Excerpted passage:
-*-
So lack of government intervention prevented Andrew Carnegie, Jay Gould, J. P. Morgan, John D. Rockefeller, Cornelius Vanderbilt from becoming robber barons? Sorry man, but the past is the best predictor of the future, and the past shows that the free market is not a phenomenon based in reality.
There never was
a free market of the sort that Long, Carson, etc., advocate. I believe I pointed this out above - if not, I apologize for whatever confusion that omission has caused.
I say: "A free market didn't exist, so it's absolutely fucktarded to blame 'the free market' on things like this, or it's absolutely fucktarded to say that 'a free market couldn't handle things like this'.
" To these arguments, you can't say "A free market didn't exist."
I know this. It's critical to the arguments I made. It is not actually an objection to any of the arguments I've raised or cited above - all of which are kind of predicated upon that very same point of fact. You can't use the fact that governments and corporations have historically suppressed a free market, as evidence that a free market (or something more resembling one) is not a realistic possibility.
That said, the history of federal anti-trust law in the US is at best
a mixed bag. For example, in the landmark Standard Oil case, the economic facts were not even considered by the court.
-*-
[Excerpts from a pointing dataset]
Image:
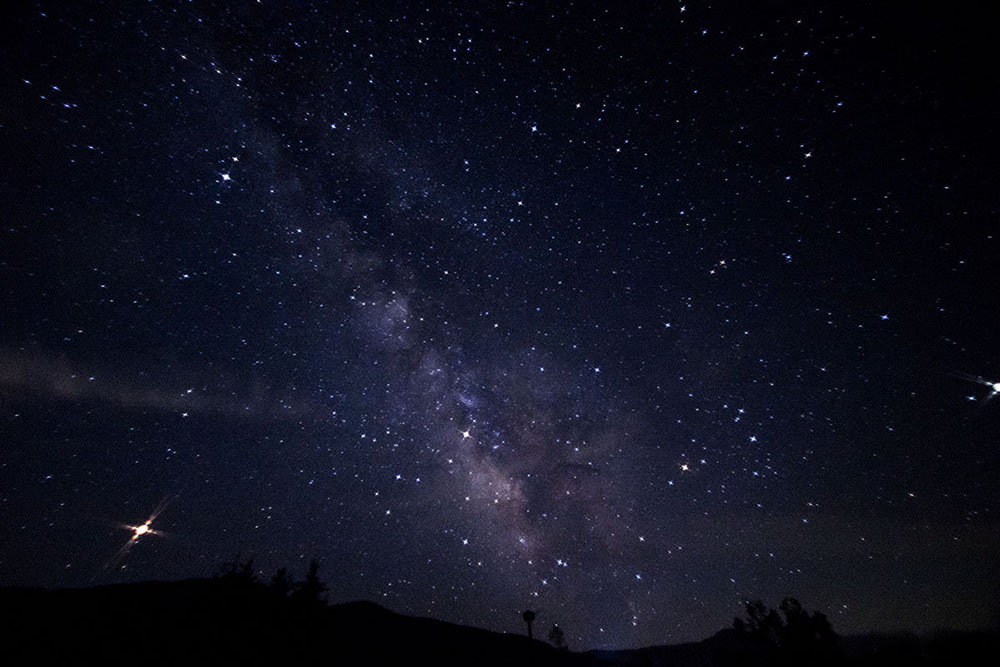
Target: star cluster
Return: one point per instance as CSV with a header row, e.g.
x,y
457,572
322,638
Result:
x,y
625,314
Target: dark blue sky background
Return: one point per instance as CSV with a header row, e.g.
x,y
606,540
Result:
x,y
625,313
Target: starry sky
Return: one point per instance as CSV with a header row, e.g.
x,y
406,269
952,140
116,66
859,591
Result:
x,y
625,313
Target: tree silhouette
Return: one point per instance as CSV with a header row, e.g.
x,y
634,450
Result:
x,y
529,617
311,589
799,638
557,638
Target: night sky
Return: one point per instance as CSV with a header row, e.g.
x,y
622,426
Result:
x,y
621,313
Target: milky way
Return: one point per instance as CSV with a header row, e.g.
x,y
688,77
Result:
x,y
624,314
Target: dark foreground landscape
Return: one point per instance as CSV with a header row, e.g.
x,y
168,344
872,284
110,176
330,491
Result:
x,y
226,621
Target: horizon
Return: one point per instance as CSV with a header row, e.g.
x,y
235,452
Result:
x,y
622,314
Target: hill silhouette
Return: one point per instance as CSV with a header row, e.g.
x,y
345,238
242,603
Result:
x,y
229,621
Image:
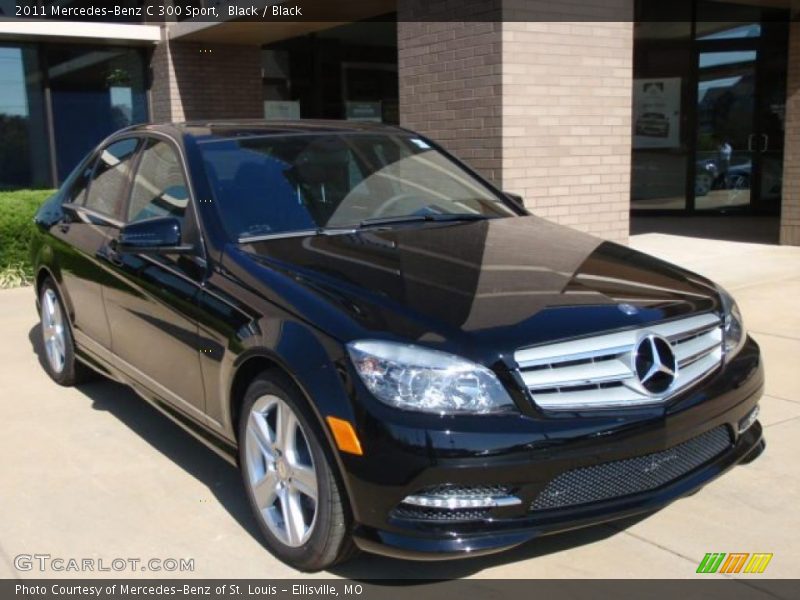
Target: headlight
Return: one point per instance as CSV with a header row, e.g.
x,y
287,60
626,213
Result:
x,y
733,333
415,378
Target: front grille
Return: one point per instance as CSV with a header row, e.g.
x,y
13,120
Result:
x,y
632,475
598,372
478,491
417,513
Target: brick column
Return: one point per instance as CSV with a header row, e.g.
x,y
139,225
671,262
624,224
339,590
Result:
x,y
790,205
541,107
205,81
450,88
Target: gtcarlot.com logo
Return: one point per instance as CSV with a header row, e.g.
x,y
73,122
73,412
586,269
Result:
x,y
48,563
734,562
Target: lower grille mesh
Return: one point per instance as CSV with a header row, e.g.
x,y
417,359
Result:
x,y
438,514
631,475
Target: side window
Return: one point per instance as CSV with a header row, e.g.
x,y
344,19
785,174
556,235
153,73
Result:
x,y
77,191
159,188
110,177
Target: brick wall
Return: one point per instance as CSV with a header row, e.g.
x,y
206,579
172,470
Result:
x,y
790,209
541,107
199,81
450,88
566,101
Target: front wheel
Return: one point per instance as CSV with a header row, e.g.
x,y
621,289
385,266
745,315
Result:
x,y
59,345
289,479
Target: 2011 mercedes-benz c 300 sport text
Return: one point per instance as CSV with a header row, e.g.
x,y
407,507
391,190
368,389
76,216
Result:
x,y
397,355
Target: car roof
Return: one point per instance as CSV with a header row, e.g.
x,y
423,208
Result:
x,y
225,129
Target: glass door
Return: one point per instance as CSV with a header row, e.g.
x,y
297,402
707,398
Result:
x,y
741,96
728,144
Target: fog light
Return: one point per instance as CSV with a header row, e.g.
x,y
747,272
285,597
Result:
x,y
748,421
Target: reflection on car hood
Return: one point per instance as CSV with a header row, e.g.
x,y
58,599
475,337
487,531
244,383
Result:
x,y
500,282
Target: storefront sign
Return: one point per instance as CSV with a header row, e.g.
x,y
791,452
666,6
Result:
x,y
657,112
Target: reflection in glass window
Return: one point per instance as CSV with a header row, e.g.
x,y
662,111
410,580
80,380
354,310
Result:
x,y
109,182
24,148
95,91
159,188
276,184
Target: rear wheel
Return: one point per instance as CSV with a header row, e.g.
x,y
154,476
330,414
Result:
x,y
290,482
59,345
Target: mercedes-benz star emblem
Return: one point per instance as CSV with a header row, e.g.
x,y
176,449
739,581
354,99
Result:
x,y
628,309
655,364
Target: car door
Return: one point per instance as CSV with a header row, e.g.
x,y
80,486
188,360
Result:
x,y
151,302
92,210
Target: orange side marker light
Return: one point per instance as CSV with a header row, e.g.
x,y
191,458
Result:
x,y
345,436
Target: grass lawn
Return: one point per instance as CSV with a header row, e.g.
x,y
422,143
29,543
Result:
x,y
16,224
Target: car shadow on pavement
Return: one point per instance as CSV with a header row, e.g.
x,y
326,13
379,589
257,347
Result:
x,y
223,481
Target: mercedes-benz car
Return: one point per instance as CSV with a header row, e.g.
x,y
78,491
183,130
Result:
x,y
396,354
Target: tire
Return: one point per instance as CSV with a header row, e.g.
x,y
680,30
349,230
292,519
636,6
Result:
x,y
278,463
57,341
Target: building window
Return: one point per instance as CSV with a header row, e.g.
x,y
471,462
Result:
x,y
24,150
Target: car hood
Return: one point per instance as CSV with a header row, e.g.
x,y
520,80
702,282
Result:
x,y
478,288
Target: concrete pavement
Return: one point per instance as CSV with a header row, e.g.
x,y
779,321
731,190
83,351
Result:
x,y
94,472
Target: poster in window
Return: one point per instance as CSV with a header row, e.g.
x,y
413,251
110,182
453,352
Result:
x,y
657,112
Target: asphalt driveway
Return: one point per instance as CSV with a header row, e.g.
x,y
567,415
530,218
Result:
x,y
94,472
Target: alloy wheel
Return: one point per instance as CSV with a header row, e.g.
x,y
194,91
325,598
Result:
x,y
280,470
53,330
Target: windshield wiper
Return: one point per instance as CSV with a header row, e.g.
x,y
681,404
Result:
x,y
281,235
431,217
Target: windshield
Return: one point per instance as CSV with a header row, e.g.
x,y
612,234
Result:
x,y
272,185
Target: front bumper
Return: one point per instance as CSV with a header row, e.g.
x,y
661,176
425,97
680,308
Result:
x,y
528,454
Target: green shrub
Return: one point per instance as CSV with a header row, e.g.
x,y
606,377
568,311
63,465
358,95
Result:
x,y
16,224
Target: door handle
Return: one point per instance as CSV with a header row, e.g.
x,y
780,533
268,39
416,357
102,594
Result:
x,y
109,252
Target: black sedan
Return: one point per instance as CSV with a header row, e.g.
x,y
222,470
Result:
x,y
398,357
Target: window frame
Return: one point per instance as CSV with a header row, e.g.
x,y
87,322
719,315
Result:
x,y
195,228
146,142
115,219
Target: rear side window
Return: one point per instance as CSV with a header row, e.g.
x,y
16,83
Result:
x,y
159,188
110,178
77,191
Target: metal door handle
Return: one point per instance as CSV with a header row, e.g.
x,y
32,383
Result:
x,y
109,253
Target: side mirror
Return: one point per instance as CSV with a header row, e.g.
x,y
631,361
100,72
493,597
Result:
x,y
517,200
155,235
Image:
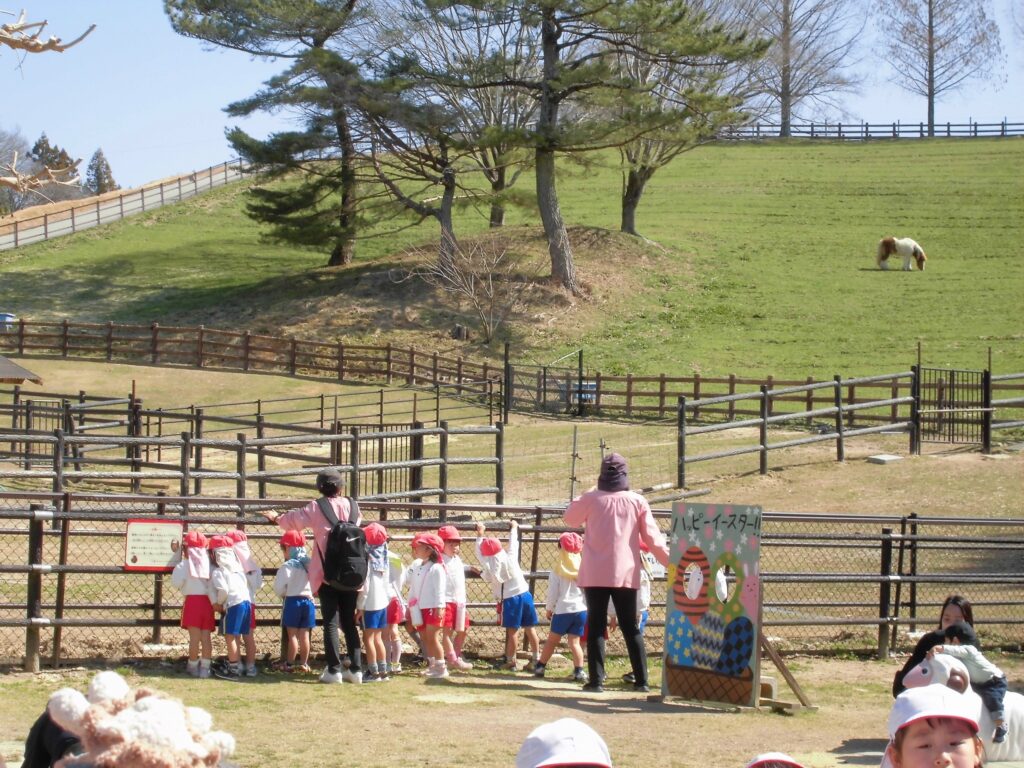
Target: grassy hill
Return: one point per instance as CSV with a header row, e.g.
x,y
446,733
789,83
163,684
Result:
x,y
758,259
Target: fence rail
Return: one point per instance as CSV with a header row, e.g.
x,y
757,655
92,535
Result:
x,y
861,130
25,227
828,581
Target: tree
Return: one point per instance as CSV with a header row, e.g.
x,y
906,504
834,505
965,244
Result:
x,y
939,45
809,62
98,176
321,208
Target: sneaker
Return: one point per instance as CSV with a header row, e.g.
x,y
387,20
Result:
x,y
330,677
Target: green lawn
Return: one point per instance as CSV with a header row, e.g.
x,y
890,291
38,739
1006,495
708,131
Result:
x,y
761,262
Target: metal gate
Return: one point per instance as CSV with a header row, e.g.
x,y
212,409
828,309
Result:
x,y
952,406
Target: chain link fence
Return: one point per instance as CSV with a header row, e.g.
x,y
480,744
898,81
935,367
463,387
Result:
x,y
829,582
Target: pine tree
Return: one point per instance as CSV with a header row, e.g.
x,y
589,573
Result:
x,y
98,177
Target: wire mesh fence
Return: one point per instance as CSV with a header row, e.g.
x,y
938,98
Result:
x,y
829,582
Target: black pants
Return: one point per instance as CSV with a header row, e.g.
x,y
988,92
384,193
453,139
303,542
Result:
x,y
337,605
625,600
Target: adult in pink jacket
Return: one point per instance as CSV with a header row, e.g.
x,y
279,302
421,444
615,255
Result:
x,y
615,520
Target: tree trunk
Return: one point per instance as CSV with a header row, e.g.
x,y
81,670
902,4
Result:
x,y
559,249
636,180
344,247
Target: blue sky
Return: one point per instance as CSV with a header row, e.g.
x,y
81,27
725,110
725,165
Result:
x,y
154,100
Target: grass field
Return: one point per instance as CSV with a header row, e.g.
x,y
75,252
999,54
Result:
x,y
760,260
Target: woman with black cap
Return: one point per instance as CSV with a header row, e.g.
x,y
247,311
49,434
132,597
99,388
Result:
x,y
615,520
336,605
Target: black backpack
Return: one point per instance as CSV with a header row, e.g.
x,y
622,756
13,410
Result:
x,y
344,556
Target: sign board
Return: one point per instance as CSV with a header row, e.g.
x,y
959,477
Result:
x,y
713,605
153,545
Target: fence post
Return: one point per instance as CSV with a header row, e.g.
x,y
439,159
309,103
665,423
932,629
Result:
x,y
885,592
763,429
500,466
986,414
442,469
681,443
838,402
34,605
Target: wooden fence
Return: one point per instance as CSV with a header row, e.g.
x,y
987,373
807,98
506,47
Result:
x,y
860,131
26,226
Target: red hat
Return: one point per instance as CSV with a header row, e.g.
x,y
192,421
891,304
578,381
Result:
x,y
376,534
489,547
449,534
219,542
570,542
429,540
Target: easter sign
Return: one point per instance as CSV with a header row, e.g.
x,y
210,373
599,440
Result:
x,y
713,605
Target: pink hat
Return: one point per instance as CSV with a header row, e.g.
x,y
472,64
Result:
x,y
429,540
293,539
489,547
773,759
449,534
376,535
933,701
570,542
565,741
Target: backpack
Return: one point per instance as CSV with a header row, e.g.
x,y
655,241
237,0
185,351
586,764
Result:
x,y
344,555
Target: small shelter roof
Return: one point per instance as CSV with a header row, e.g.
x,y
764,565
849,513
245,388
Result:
x,y
11,373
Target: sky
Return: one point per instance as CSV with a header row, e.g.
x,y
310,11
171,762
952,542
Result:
x,y
154,100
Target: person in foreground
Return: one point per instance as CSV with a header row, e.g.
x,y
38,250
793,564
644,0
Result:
x,y
934,726
616,521
563,742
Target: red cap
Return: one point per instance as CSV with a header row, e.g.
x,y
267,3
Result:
x,y
489,547
429,540
449,534
376,535
293,539
218,542
570,542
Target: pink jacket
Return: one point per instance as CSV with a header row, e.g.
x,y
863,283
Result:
x,y
615,523
310,517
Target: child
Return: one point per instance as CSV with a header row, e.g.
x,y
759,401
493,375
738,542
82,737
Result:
x,y
229,594
932,726
254,579
373,602
456,619
426,599
566,606
192,576
986,679
396,611
501,569
299,614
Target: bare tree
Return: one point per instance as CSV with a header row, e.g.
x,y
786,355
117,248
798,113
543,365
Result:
x,y
936,46
810,60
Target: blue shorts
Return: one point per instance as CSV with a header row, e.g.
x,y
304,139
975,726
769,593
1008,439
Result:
x,y
299,613
518,611
568,624
375,620
238,620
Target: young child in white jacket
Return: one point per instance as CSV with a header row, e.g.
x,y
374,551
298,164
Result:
x,y
299,613
501,569
192,577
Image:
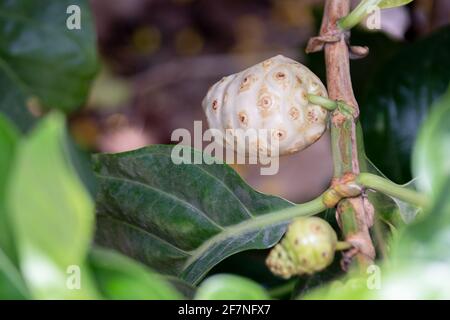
-*-
Job: Revise the portion of the free-market passage that begins with "That said, the" and ends with "by the court.", substituting "troubled record" for "mixed bag". Rely solely on the free-market passage when responding.

Output for this task:
That said, the history of federal anti-trust law in the US is at best
a troubled record. For example, in the landmark Standard Oil case, the economic facts were not even considered by the court.